- **PROBLEM STATEMENT**: Please copy the entries below without any changes, from the line with "statue you can see." to the line with "[41,191,120,267]", including both of those lines.

Data entries:
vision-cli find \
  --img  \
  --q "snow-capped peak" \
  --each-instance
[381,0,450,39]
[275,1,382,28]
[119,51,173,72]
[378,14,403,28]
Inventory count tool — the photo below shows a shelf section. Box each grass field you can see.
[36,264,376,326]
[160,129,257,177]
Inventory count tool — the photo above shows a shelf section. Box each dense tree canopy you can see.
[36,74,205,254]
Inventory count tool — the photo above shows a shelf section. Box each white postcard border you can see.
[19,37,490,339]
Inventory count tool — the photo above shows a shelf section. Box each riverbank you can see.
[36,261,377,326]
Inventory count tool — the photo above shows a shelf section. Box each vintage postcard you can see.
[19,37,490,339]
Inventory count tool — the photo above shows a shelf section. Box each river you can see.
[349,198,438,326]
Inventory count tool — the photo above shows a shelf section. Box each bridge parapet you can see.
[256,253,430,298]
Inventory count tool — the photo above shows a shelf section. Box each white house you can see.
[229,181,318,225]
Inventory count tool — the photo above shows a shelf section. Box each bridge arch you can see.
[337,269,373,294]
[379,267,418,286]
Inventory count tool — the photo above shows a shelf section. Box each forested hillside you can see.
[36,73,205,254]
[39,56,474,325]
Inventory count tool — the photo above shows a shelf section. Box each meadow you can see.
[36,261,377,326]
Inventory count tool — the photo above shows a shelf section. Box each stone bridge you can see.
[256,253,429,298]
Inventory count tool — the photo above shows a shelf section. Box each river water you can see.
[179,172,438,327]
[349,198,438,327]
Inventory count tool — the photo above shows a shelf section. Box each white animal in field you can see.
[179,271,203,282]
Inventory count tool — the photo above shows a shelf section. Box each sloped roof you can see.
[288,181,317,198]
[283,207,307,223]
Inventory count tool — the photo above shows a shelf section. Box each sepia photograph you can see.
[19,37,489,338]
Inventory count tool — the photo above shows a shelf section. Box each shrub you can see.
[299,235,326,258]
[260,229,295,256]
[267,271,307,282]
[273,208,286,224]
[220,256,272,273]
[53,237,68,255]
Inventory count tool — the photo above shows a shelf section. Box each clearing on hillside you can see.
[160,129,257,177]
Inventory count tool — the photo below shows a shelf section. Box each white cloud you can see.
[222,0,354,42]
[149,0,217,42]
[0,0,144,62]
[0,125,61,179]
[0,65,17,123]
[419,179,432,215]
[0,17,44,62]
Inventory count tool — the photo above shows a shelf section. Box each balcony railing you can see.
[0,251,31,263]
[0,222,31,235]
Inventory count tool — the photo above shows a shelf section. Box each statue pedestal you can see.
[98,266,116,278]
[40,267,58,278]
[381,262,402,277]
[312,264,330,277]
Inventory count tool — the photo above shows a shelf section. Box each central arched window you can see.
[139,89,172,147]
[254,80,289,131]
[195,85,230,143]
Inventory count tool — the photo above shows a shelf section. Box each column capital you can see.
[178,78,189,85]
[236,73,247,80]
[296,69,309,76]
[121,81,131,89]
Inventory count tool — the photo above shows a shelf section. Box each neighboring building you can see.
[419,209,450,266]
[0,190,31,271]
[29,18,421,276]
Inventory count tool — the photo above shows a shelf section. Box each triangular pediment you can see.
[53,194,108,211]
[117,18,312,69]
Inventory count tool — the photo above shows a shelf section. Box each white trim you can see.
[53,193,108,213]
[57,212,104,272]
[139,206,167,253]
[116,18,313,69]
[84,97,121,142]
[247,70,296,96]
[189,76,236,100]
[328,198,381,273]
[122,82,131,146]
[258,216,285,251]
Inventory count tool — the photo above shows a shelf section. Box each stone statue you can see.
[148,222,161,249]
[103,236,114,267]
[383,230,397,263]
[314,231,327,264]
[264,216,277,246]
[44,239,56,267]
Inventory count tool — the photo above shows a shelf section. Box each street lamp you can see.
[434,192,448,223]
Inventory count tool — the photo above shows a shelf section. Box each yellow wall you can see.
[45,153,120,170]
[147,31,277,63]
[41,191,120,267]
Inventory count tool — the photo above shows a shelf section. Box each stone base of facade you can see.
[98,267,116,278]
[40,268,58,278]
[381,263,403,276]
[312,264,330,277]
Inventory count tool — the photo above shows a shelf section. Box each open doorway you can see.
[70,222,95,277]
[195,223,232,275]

- **SOLUTION TO THIS PROBLEM**:
Inventory count tool — the photo above shows a shelf section. Box each stone statue you can see.
[148,222,161,249]
[103,236,114,267]
[383,230,397,263]
[314,231,327,264]
[264,216,277,246]
[44,239,56,267]
Inventory count tool — the photo above shows a shelf section. Box each street lamp you can see.
[434,192,448,223]
Inventory count tool — the photo above shows a shelf section. Box each yellow wall you can see.
[45,153,120,170]
[147,31,277,63]
[41,191,120,267]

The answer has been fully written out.